Após 18 anos de trabalho – e muitas travessias sobre o Atlântico rumo à Europa –, decidi transformar essa pesquisa em um livro intitulado Caminhos de Chopin (Casamundi Cultura e R&O Editores, 2016), cuja proposta é oferecer, em língua portuguesa, um guia que reconstrói as viagens de Chopin, o patrimônio erguido em sua memória e, sobretudo, a influência desses percursos em sua obra. Desde Zelazowa Wola até Paris, passando por Varsóvia, Berlim, Viena, Praga e Cracóvia, além de muitos vilarejos do interior da Polônia, a presença do compositor deixou profundas marcas que traduzo hoje como patrimônio e memória.
Zelazowa Wola
Nas terras baixas da planície da Europa do Norte, no coração da Mazóvia, Zelazowa Wola seria um lugar completamente esquecido pela literatura de viagem, e até pelos cartógrafos, se não preservasse as origens do artista cujo talento é lembrado há dois séculos em todos os cantos do planeta. Na vila de 65 habitantes, a 54 quilômetros da capital polonesa, Varsóvia, nasceu Fryderyk Chopin, em de março de 1810.
Em 2010, para as celebrações do bicentenário de nascimento do compositor, o Instituto Nacional Fryderyk Chopin, com apoio governamental, revitalizou o parque que abriga casa de nascimento do compositor. O complexo é uma das atrações mais visitadas em toda a Polônia e conta com infraestrutura moderna para receber os turistas, além de oferecer concertos entre os meses de maio e setembro.
************
Escreva a continuação do texto sobre as viagens de Chopin, começando logo após a última frase apresentada. Os dados vêm de uma fonte diferente da do texto.

Dados apresentados:
************
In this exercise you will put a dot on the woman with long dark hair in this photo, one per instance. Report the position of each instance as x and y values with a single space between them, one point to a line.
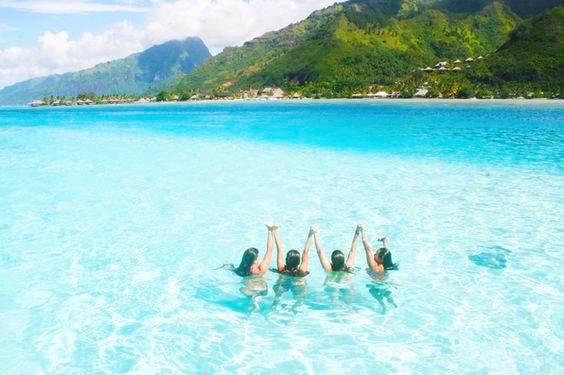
************
Resposta abaixo:
Em 1810, Nicolas Chopin (1771-1844) transferiu-se com a esposa e os dois filhos para Varsóvia, onde assumiu o cargo de professor de francês no liceu da cidade, localizado no Palácio Saxão (Palac Saski), junto ao primeiro parque público, o Jardim Saxão (Ogród Saski). Foi a experiência inicial em um ambiente mais cosmopolita para os Chopin, apesar de Varsóvia sofrer com o provincianismo ocasionado pelas sanções russas a partir de 1815.
Ao longo do Krakowskie Przedmiescie, via localizada no centro histórico de Varsóvia, encontra-se grande parte dos sítios relacionados com o compositor, como o Palácio de Casimiro (Palac Kazimierzowski), Palácio dos Czapski (Palac Czapskich), última residência na cidade, e a Igreja da Santa Cruz (Kosciól Swietego Krzyza), onde está sepultado o coração de Fryderyk Chopin.
Ao sul de Varsóvia, no Parque dos Banhos Reais (Lazienki Królewskie), erguido pelo último monarca polonês, Stanislaw Poniatowski, fica o mais relevante monumento dedicado ao artista. Aos domingos, na primavera e no verão, importantes pianistas apresentam concertos dedicados a Chopin. Para finalizar o roteiro, é fundamental uma visita ao Museu Fryderyk Chopin, reinaugurado em 2010.
Chopin viveu em Paris por 18 anos em nove domicílios diferentes, todos na Rive Droite, margem direita do Rio Sena. O primeiro endereço é o número 27 do Boulevard Poissonière, onde residiu até 1832. A impressão inicil da cidade ele registrou em carta enviada a um amigo de Berlim: "No meu quinto andar, habito o boulevard Poissonière número 27, não imaginas como é bonito o meu alojamento, tenho um pequeno quarto com deliciosa mobília de acaju e com um balcão dando para os boulevards, de onde descubro Paris, de Montmartre ao Panthéon, ao longo deste mundo belo".
Em Paris, ainda é possível relacionar com o compositor o Square d'Orléans, onde habitou um apartamento vizinho à escritora Geoge Sand, o número 12 da Place Vendôme, onde morreu em 17 de outubro de 1849, e o Cemitério Père Lachaise, onde foi sepultado.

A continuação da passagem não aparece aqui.